▶ _The task_
Reproduce verbatim the portion of the listing below, starting at the line that contains "the colored pencil in the photo above." and ending at the final line of the listing, with both of those lines included.

▶ _Task material_
--- Begin ---

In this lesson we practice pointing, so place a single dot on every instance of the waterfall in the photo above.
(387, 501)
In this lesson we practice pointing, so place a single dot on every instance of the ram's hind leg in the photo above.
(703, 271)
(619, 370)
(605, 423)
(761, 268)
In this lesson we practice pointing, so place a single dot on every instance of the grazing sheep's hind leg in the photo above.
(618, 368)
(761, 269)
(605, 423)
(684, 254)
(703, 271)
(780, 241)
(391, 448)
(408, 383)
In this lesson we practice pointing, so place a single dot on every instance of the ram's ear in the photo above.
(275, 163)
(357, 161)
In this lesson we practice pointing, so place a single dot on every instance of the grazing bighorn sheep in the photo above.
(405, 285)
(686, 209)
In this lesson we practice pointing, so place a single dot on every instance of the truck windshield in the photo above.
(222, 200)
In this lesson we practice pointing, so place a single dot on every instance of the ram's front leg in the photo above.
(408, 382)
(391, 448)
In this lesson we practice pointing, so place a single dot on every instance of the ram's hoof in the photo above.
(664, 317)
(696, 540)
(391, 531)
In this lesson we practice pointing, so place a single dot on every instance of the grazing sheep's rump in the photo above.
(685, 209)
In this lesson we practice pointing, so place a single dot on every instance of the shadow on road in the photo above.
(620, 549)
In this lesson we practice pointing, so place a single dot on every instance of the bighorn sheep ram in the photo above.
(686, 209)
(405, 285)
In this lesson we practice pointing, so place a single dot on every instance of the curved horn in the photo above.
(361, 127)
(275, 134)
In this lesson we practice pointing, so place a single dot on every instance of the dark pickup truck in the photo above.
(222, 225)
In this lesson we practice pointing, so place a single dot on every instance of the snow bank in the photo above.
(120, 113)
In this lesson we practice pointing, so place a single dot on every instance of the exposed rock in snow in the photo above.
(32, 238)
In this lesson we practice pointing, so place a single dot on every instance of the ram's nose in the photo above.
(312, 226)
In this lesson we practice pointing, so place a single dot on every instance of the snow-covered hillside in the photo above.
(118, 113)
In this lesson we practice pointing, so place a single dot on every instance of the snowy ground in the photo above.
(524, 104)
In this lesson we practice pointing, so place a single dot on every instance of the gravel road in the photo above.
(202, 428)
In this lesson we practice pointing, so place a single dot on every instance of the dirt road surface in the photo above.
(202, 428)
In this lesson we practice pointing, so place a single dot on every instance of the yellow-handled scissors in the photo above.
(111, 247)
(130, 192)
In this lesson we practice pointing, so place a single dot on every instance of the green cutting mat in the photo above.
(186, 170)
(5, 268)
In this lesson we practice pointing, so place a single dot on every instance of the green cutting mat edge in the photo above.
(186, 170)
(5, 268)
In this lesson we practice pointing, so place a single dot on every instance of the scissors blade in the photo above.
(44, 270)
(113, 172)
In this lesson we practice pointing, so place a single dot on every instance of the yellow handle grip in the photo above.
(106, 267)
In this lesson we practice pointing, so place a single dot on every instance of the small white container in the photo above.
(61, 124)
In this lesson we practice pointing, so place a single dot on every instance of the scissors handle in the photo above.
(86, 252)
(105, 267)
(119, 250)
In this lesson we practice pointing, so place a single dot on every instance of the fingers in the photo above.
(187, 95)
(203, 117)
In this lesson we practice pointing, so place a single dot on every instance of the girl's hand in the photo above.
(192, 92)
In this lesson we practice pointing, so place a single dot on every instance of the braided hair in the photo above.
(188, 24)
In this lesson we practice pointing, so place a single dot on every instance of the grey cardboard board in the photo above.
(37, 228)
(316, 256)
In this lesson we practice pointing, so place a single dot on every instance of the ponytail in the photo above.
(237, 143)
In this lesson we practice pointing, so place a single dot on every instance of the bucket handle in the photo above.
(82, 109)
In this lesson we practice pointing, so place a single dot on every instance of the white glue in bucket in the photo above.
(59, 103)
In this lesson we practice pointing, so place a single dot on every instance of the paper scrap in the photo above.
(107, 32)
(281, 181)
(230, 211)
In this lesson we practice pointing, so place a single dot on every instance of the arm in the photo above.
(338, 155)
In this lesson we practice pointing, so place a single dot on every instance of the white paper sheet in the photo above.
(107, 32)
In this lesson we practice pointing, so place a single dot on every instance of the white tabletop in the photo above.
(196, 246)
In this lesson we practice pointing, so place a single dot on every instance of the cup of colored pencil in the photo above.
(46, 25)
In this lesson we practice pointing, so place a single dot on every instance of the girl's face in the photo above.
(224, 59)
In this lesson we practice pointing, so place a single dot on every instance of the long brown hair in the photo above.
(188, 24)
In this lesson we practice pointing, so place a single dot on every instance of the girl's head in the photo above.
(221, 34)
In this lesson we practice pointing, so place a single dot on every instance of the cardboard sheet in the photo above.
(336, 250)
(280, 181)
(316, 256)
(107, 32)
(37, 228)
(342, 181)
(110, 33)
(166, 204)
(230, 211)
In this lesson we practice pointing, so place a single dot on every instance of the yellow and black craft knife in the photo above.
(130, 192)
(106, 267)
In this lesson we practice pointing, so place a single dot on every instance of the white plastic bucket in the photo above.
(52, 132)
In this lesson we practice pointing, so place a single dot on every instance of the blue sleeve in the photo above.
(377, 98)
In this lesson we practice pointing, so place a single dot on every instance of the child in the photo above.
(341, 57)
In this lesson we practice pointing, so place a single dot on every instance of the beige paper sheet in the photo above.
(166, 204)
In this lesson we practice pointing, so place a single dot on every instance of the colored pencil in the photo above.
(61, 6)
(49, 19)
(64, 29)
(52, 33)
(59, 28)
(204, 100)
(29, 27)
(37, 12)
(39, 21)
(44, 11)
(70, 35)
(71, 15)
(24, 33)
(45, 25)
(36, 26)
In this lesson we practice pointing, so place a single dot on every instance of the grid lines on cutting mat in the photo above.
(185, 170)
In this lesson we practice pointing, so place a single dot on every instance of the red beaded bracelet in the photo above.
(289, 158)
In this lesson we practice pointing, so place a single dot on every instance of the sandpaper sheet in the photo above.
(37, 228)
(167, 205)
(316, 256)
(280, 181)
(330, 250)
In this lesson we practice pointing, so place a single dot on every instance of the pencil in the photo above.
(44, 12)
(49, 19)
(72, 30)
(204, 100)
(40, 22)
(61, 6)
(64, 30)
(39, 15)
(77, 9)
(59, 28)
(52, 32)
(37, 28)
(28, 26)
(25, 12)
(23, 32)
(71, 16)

--- End ---

▶ _Answer to this problem_
In this lesson we practice pointing, so place a single dot on every instance of the colored pencil in the photo above.
(61, 6)
(49, 19)
(64, 29)
(52, 33)
(59, 28)
(204, 100)
(29, 27)
(37, 12)
(39, 21)
(44, 11)
(70, 35)
(71, 15)
(24, 33)
(45, 25)
(36, 26)
In this lesson we practice pointing, so place a single dot on every instance of the grid lines on cutting mat in the photo above.
(185, 170)
In this lesson we practice pointing, so place a single dot on every instance of the red beaded bracelet in the photo above.
(289, 158)
In this lesson we practice pointing, so place a single dot on every instance of the sandpaper sheet in the photo above.
(37, 228)
(167, 205)
(316, 256)
(280, 181)
(330, 250)
In this lesson we practice pointing, so place a single dot on every instance of the pencil in the photo above.
(44, 12)
(49, 19)
(72, 30)
(204, 100)
(40, 22)
(61, 6)
(64, 30)
(39, 15)
(77, 9)
(59, 28)
(52, 32)
(37, 28)
(28, 26)
(25, 12)
(23, 32)
(71, 16)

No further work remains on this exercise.